→ **WRITTEN EXERCISE**
Pull out every line in the records below that contains the word "drainpipe", treating uppercase and lowercase as different.

→ **DATA LISTING**
▼▼▼

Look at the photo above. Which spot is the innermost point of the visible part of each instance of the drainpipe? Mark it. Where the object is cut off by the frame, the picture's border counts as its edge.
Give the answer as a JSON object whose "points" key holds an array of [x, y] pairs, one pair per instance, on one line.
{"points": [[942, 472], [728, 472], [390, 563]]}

▲▲▲
▼▼▼

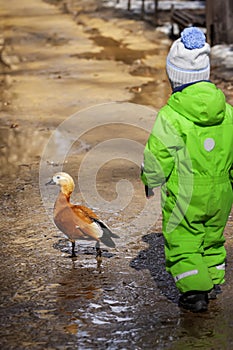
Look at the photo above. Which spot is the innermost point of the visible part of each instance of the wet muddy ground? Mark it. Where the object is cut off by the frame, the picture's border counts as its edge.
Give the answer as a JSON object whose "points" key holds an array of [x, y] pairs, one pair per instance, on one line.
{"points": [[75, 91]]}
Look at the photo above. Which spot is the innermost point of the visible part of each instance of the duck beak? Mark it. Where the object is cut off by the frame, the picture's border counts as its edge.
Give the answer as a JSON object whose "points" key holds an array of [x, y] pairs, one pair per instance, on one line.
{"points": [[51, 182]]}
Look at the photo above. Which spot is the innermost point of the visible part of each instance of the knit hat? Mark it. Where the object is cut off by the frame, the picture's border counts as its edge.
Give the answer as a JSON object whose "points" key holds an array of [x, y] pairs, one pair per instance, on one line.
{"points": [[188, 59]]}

▲▲▲

→ **ANSWER FOR THIS EXERCISE**
Look at the photo above. Which spot is the innermost point of the visible part of each instance of the drainpipe? Mark it. Where the object is cut off by the frame, the picture's border counts as its edge.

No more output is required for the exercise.